Aim 1:
List every member of the panel named at the top of the court opinion.
Aim 2:
Write out the passage of the court opinion that begins at the words "Panel: WATHEN, C.J." and stops after the words "ALEXANDER, J.".
### Article
Panel: WATHEN, C.J. and CLIFFORD, RUDMAN, DANA, SAUFLEY, ALEXANDER, and
	CALKINS, JJ.
RICHARD BOURGEOIS

v.

GREAT NORTHERN NEKOOSA CORPORATION 

and 

COLWELL CONSTRUCTION COMPANY, INC. 

ALEXANDER, J.
 
	[¶1] Plaintiff Richard Bourgeois appeals from a summary judgment
entered in the Superior Court (Kennebec County, Marden, J.) in favor of
defendants, Great Northern Nekoosa Corporation (Great Northern) and Colwell
Construction Company (Colwell).  Bourgeois brought an action for negligent
infliction of emotional distress, and the court ruled that the defendants had no
legal duty to protect him.  Bourgeois asks us to overturn our decision in
Michaud v. Great Northern Nekoosa Corp., 1998 ME 213, 715 A.2d 955, and
find that the defendants owed him a duty of care as a rescuer.  Alternatively,
Bourgeois attempts to distinguish this case from Michaud on the grounds that 
the defendants owed him a duty of care as an invitee on the property.  We
affirm the judgment.
	[¶2] This litigation arises out of the same incident that gave rise to
Michaud, thus, except for the following, the facts of the two cases are identical. 
Michaud, 1998 ME 213, ¶¶ 2-13, 715 A.2d at 957-58.  Michaud was the
rescuer who dove to rescue the divers trapped in holes cut into the Ripogenus
Dam.  Bourgeois supervised the attempted rescue from the surface.  He
ordered Michaud to dive and assess the situation.  When Michaud reported on
the condition of the trapped divers, Bourgeois instructed him on steps to take
to attempt rescue or recovery.
	[¶3] Bourgeois filed the present complaint for negligent infliction of
emotional distress, alleging that Great Northern and Colwell each owed him a
duty of care to protect him from psychic injury.  He claimed no physical injury. 
Both defendants filed motions for summary judgment.  In granting the
motions, the court concluded as a matter of law that Bourgeois was not within
the protected class of indirect victims, and the defendants did not owe
Bourgeois an independent duty of care as a rescuer or as an invitee.  Bourgeois
now appeals from that decision.
######
### Data segment
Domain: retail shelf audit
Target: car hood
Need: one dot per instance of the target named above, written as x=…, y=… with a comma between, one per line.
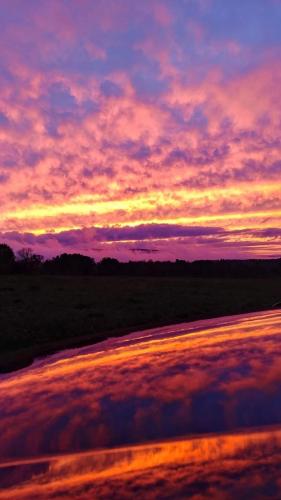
######
Task solution 1:
Wathen (C.J.), Clifford, Rudman, Dana, Saufley, Alexander, Calkins

Task solution 2:
Panel: WATHEN, C.J. and CLIFFORD, RUDMAN, DANA, SAUFLEY, ALEXANDER, and
	CALKINS, JJ.
RICHARD BOURGEOIS

v.

GREAT NORTHERN NEKOOSA CORPORATION 

and 

COLWELL CONSTRUCTION COMPANY, INC. 

ALEXANDER, J.